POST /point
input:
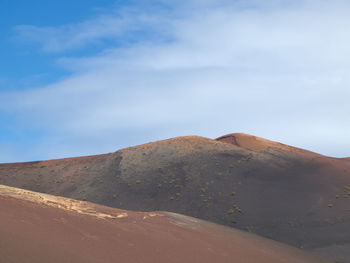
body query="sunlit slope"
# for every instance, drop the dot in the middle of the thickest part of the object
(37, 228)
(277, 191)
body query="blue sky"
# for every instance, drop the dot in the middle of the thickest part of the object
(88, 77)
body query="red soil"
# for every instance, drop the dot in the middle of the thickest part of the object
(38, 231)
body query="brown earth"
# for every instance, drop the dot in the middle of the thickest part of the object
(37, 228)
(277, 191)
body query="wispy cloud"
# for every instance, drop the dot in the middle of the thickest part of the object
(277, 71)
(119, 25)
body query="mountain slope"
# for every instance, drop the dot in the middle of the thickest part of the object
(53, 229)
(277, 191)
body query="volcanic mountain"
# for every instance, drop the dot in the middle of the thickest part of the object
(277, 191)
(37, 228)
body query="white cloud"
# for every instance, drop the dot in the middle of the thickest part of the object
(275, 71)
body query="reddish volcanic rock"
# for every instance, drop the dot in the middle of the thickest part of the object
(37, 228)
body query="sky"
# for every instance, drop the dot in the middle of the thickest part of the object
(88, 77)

...

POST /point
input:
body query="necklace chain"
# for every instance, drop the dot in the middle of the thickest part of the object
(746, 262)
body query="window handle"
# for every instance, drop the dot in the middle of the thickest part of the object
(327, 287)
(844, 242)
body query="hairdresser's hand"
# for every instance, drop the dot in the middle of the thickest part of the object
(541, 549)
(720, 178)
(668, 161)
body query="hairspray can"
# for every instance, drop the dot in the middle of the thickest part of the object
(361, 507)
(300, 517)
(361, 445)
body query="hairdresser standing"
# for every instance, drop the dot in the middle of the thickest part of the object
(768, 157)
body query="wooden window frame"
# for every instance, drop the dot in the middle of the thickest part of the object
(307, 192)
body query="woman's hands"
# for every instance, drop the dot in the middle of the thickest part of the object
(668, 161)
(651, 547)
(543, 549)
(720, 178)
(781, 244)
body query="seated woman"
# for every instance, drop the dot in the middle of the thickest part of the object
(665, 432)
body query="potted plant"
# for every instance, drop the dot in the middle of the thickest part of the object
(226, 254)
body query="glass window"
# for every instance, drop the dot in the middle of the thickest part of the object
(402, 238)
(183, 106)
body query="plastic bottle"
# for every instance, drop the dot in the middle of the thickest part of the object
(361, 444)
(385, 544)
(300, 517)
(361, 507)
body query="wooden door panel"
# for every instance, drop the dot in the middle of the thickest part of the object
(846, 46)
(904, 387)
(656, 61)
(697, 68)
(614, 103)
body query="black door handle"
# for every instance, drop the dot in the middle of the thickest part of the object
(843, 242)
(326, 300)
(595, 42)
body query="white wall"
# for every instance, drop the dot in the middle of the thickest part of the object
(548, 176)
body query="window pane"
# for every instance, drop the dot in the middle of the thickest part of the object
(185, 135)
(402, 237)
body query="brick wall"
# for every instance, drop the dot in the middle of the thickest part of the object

§ TO DO
Filter the data above down to the lines containing the string "wall", and output each matching line unchanged.

§ FINAL RESULT
body query="white wall"
body query="brick wall"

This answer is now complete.